Exercise description - Please copy each line in the records below that contains the string "black".

**** Records supplied

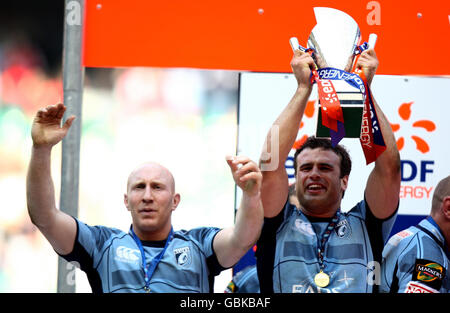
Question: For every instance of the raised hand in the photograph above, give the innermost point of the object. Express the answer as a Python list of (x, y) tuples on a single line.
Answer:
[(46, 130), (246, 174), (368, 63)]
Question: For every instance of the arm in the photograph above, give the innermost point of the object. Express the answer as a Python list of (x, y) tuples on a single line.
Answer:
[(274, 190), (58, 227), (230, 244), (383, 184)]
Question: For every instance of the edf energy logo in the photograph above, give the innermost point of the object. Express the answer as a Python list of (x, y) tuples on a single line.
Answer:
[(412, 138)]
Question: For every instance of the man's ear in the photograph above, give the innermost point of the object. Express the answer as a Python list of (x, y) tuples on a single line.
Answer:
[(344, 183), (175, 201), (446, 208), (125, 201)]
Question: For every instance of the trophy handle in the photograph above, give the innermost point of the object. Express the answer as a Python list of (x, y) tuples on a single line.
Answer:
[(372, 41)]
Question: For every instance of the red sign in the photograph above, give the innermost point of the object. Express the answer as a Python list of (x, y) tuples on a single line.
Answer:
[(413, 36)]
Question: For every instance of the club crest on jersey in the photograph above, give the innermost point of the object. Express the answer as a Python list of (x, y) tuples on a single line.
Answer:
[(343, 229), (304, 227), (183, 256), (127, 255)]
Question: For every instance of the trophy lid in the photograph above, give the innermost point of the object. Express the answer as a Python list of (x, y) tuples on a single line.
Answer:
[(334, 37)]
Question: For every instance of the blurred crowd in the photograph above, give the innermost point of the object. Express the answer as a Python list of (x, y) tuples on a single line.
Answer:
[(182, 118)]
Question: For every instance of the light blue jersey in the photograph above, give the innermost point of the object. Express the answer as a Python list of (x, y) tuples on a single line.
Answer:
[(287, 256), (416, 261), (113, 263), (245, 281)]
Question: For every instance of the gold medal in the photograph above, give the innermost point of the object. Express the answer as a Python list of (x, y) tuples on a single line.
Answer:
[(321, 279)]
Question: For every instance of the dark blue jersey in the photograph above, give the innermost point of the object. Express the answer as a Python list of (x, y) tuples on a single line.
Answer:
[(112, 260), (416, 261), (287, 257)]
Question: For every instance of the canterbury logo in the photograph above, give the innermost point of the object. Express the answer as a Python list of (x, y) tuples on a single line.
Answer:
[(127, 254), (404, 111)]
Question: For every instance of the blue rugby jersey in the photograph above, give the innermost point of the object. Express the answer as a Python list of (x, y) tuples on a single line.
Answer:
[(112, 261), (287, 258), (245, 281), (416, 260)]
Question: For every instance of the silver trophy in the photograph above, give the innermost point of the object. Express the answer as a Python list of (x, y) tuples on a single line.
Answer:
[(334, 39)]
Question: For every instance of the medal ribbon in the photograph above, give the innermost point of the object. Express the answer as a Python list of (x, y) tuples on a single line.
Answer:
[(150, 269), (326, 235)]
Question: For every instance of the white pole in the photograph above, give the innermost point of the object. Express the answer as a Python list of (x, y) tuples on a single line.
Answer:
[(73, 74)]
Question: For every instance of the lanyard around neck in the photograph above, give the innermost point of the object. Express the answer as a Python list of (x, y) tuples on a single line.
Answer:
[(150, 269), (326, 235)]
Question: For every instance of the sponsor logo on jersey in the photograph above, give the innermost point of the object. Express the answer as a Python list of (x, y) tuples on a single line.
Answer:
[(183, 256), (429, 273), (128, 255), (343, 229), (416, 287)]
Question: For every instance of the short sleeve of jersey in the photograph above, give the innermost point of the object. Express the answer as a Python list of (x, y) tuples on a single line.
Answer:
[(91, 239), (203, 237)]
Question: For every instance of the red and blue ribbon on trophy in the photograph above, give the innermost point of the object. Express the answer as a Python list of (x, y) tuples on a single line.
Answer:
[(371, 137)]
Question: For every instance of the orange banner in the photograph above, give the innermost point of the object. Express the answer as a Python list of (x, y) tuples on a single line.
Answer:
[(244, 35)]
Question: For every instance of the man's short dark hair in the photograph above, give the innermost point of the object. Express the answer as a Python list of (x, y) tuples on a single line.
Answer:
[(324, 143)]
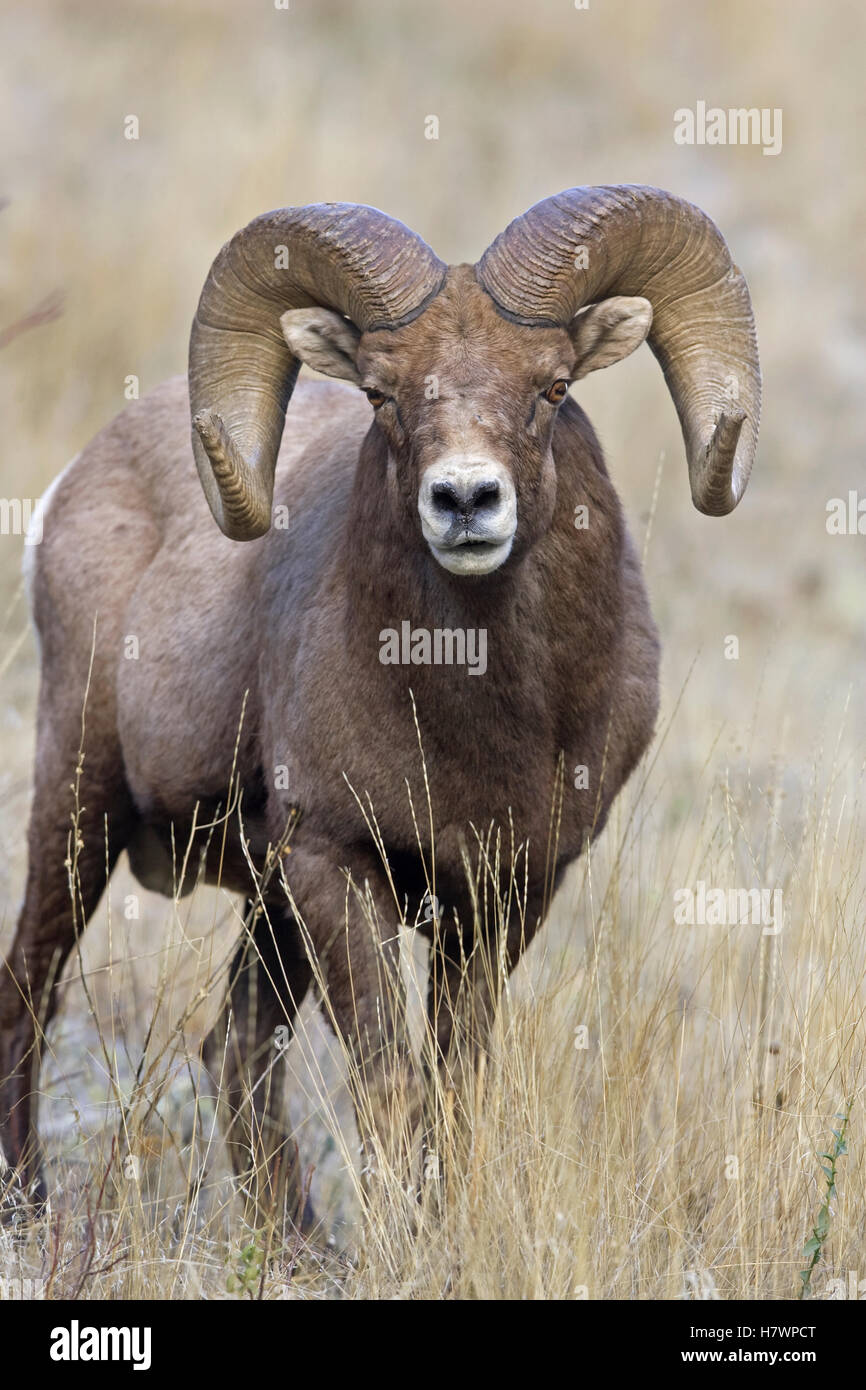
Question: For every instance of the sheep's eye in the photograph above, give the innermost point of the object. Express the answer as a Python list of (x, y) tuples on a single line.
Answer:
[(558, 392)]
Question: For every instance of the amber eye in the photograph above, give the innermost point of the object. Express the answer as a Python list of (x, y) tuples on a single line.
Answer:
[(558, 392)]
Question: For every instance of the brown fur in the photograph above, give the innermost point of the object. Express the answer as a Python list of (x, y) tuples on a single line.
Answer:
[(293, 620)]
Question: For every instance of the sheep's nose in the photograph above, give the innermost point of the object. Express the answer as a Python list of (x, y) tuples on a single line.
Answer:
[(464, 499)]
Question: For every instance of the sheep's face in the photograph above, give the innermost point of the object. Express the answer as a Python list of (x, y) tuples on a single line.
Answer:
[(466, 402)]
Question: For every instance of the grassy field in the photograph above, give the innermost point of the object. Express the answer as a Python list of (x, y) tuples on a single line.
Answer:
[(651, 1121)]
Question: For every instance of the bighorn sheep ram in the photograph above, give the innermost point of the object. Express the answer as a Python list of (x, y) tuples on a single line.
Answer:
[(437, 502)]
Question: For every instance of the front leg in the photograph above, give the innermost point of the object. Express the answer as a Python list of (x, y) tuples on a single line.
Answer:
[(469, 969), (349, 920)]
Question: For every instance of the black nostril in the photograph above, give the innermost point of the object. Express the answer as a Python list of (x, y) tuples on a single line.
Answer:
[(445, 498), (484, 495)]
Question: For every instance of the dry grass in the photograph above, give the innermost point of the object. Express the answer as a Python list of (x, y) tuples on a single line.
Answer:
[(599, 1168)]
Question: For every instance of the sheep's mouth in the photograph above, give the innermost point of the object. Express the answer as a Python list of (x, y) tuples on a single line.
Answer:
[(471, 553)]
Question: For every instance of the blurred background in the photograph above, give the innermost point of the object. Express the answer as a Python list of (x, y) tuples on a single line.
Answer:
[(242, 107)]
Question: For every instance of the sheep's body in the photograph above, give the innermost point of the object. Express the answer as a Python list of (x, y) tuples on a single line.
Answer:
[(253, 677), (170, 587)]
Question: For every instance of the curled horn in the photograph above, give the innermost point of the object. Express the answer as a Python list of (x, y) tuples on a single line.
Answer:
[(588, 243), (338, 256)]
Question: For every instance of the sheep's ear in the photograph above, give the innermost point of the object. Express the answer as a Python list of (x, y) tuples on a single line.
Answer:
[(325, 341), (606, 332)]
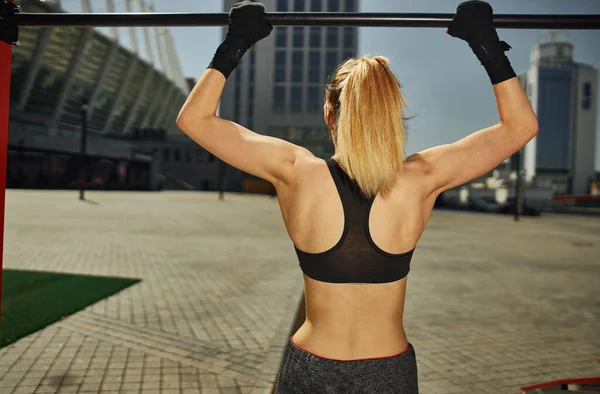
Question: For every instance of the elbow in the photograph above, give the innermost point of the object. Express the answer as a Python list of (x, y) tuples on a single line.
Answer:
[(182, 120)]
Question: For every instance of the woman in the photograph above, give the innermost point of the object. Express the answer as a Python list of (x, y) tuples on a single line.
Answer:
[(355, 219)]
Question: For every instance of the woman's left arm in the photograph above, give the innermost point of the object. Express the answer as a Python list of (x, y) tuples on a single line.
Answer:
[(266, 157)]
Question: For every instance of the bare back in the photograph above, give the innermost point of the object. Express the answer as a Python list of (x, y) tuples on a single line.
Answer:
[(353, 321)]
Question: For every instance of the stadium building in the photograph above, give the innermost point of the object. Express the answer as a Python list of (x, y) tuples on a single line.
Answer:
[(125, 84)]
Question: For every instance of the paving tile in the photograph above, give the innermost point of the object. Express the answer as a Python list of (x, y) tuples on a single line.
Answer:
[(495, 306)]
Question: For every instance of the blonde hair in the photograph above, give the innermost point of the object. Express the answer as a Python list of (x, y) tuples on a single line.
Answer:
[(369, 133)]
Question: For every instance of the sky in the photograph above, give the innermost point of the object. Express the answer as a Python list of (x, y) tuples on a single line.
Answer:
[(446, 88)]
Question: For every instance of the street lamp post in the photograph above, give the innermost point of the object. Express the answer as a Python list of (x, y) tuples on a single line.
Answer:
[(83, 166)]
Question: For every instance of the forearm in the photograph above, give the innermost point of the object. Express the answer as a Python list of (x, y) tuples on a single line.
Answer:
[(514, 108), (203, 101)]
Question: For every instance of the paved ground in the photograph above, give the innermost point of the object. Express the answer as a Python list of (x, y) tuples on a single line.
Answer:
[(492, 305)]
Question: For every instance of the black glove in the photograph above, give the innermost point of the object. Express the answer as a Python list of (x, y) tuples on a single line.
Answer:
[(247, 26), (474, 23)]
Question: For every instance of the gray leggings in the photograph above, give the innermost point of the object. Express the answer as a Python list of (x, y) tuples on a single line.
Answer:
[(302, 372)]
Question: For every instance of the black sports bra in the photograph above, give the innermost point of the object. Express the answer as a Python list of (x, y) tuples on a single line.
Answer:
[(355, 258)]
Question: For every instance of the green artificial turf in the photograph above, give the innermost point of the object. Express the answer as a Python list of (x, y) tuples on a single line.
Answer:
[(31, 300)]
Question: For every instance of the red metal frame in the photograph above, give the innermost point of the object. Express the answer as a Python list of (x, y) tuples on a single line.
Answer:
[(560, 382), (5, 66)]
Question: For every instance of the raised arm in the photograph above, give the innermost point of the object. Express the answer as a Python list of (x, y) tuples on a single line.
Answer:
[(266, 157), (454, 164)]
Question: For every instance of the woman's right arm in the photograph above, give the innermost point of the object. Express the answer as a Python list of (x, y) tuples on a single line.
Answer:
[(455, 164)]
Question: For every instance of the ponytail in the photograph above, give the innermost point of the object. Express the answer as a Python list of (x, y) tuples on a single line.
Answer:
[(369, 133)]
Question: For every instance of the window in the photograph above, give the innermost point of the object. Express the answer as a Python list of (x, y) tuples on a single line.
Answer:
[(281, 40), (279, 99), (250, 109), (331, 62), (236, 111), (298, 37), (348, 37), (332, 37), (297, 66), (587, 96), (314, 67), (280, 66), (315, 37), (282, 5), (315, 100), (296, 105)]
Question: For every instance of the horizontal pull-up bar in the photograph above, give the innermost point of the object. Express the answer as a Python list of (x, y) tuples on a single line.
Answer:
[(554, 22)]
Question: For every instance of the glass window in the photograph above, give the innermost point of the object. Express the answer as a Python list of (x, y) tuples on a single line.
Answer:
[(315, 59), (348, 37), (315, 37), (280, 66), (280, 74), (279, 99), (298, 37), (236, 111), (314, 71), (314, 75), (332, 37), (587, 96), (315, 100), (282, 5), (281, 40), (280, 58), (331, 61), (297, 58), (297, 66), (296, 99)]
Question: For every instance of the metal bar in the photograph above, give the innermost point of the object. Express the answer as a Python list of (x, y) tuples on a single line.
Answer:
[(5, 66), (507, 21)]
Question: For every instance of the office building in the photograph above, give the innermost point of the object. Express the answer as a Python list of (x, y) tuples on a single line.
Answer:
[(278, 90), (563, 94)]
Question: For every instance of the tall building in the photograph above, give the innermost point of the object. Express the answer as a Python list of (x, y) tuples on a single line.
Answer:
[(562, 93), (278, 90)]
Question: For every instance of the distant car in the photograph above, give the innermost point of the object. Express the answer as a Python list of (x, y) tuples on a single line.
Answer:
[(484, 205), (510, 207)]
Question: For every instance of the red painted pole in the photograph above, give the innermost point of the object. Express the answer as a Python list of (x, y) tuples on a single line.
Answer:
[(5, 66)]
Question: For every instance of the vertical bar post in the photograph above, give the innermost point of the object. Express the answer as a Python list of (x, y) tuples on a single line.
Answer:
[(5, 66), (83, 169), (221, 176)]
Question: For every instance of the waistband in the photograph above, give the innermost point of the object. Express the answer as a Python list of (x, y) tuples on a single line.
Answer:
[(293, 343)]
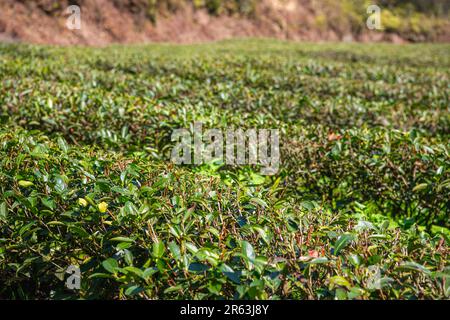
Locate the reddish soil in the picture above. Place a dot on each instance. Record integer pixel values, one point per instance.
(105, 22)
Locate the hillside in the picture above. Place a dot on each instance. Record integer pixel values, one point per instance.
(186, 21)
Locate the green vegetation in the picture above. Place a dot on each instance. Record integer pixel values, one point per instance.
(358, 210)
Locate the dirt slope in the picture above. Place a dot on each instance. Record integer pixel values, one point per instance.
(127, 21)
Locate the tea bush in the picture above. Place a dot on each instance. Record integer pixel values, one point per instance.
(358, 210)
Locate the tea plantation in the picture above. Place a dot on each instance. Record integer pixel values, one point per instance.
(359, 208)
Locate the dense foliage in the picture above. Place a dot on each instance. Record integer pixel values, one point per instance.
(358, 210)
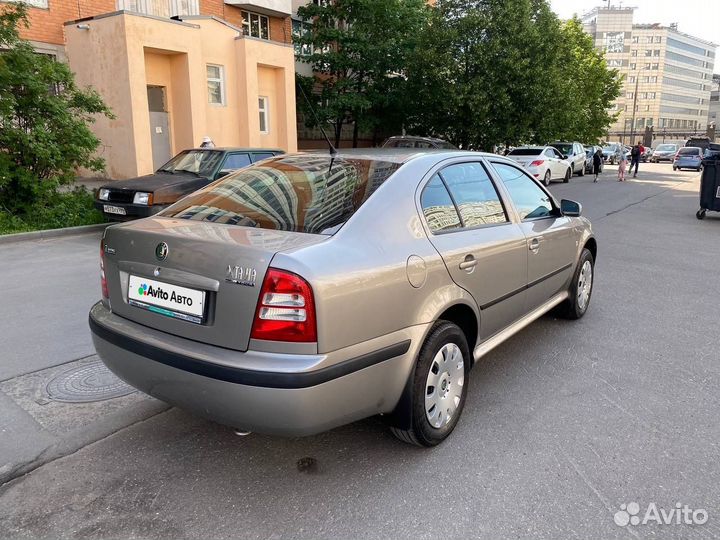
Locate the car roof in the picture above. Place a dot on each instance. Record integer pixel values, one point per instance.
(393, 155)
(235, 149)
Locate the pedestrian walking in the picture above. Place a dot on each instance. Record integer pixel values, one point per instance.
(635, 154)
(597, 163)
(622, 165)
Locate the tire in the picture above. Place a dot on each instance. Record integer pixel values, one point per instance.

********

Answer to this problem -
Question: For every instance of the black nostril in the photograph above, give the innermost point of the object. Express the answer as a Python list of (x, y) tuples on a single line.
Question: For every instance of the black glove in the photograph above, give the innermost point of the object. Express the answer as a Python list of (x, y) tuples on a single line.
Question: For every instance of the black sports bra in the photograph above, give the innermost point of the object. Express the answer as a Python list of (x, y) tuples on a single line.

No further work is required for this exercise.